Task goal:
Please take the lines from the one holding "For every instance of the narrow" through the one holding "[[403, 298]]" in the data below and copy them exactly.

Stored items from a collection
---
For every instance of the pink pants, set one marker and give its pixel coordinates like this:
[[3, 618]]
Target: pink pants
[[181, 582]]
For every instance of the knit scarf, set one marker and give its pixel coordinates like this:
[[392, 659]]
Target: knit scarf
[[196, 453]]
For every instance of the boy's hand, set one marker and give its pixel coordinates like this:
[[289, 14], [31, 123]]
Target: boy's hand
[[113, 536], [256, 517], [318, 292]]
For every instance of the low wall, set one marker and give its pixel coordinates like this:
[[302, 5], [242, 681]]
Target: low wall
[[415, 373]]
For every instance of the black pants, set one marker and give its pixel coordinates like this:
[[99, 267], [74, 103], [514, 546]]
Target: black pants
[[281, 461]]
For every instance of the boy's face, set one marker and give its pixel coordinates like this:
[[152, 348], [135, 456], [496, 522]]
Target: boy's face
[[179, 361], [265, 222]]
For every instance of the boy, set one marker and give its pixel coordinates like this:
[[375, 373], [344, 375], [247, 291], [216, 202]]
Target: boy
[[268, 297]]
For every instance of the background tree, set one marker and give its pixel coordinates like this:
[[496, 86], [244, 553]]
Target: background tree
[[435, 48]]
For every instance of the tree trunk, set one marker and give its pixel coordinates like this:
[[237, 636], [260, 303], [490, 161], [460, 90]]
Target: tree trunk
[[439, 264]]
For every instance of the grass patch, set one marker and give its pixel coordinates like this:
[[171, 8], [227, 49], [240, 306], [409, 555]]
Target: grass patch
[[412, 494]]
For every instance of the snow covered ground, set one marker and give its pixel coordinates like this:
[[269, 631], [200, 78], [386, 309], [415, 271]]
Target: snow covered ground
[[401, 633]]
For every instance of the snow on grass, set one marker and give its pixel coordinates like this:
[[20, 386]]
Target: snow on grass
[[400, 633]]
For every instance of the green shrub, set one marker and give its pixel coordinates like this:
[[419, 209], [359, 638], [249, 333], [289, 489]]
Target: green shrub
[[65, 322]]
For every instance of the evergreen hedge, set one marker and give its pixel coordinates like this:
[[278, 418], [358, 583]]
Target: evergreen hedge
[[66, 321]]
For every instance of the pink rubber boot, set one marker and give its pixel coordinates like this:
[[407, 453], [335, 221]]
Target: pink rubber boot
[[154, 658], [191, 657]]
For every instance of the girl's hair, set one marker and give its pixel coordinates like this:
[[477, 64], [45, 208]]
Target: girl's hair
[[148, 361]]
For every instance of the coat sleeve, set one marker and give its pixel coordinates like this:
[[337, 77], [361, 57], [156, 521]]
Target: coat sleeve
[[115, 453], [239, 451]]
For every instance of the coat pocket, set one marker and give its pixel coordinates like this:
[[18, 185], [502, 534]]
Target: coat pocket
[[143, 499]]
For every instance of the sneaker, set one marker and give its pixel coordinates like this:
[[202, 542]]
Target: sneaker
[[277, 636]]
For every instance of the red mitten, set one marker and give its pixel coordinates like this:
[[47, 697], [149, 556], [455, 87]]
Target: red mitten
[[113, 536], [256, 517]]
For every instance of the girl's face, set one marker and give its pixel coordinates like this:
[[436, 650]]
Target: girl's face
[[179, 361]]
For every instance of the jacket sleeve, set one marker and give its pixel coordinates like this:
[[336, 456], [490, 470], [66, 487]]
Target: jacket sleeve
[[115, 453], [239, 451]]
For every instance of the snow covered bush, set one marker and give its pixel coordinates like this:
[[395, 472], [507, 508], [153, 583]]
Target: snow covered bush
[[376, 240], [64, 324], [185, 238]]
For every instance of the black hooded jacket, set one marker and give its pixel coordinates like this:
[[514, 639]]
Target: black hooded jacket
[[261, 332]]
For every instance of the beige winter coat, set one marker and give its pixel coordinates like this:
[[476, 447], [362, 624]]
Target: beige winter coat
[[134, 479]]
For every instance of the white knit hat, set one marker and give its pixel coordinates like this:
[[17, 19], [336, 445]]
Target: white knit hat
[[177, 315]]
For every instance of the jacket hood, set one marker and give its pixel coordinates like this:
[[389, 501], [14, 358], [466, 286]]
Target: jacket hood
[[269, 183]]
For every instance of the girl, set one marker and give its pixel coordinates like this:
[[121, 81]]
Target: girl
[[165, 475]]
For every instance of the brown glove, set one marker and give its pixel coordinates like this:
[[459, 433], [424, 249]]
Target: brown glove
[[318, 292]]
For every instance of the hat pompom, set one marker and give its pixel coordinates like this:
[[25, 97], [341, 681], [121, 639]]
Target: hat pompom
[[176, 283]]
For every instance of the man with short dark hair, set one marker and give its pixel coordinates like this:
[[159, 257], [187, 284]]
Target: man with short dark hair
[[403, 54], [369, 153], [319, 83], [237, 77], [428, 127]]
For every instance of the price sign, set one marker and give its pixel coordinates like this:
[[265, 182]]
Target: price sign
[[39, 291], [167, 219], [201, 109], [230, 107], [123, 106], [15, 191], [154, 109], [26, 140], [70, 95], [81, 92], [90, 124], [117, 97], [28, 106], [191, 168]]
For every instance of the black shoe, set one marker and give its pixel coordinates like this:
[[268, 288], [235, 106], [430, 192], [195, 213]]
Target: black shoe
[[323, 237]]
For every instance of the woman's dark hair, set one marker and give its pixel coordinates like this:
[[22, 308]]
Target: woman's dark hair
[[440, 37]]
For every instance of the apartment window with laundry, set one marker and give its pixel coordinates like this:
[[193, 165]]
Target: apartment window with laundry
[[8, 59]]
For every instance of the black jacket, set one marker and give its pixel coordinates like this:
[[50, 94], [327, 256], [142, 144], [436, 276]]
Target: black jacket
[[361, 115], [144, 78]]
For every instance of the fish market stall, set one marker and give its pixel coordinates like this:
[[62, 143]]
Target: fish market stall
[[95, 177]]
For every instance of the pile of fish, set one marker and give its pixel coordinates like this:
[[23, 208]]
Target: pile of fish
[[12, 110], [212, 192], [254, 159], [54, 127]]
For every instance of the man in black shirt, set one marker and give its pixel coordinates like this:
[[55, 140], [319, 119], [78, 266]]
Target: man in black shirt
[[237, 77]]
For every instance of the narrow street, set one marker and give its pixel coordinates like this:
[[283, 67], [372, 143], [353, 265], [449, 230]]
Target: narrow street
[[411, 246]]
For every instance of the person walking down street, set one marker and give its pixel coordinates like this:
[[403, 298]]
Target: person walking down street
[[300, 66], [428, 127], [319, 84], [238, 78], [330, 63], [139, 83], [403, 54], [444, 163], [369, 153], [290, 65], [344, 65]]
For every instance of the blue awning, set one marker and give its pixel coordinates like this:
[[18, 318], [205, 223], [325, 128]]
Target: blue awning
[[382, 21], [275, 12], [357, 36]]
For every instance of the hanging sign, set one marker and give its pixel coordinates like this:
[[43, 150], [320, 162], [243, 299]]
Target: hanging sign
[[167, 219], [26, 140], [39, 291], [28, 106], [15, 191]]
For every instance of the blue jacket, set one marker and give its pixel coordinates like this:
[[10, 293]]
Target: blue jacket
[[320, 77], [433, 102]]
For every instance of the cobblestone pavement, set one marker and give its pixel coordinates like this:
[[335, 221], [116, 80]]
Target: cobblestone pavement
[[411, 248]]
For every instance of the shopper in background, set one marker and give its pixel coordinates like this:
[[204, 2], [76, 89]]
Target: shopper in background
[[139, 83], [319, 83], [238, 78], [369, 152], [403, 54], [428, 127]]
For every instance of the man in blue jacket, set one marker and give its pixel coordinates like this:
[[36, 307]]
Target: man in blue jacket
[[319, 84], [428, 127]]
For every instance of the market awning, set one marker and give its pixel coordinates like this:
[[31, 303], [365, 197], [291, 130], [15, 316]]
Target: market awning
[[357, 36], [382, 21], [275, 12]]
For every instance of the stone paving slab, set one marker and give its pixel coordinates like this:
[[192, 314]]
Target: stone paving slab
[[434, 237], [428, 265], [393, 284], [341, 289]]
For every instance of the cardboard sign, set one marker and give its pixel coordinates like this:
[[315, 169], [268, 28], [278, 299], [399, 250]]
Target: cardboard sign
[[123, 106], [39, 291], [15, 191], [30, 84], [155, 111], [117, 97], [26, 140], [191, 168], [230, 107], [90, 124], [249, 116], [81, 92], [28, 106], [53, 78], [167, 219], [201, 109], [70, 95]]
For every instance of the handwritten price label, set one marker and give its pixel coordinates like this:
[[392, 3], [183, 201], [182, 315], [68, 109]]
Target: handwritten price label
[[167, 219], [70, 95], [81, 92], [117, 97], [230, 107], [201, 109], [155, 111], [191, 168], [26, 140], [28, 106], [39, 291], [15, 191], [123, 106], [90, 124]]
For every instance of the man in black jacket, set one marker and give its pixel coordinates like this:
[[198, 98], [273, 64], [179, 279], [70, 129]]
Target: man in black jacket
---
Response box:
For every instance of the narrow street, set one marker and give its pixel coordinates like this:
[[283, 67], [372, 143], [353, 265], [449, 230]]
Target: narrow street
[[411, 246]]
For every instance of the person walking down street, set one marker and give its pixel coordinates like this:
[[403, 298]]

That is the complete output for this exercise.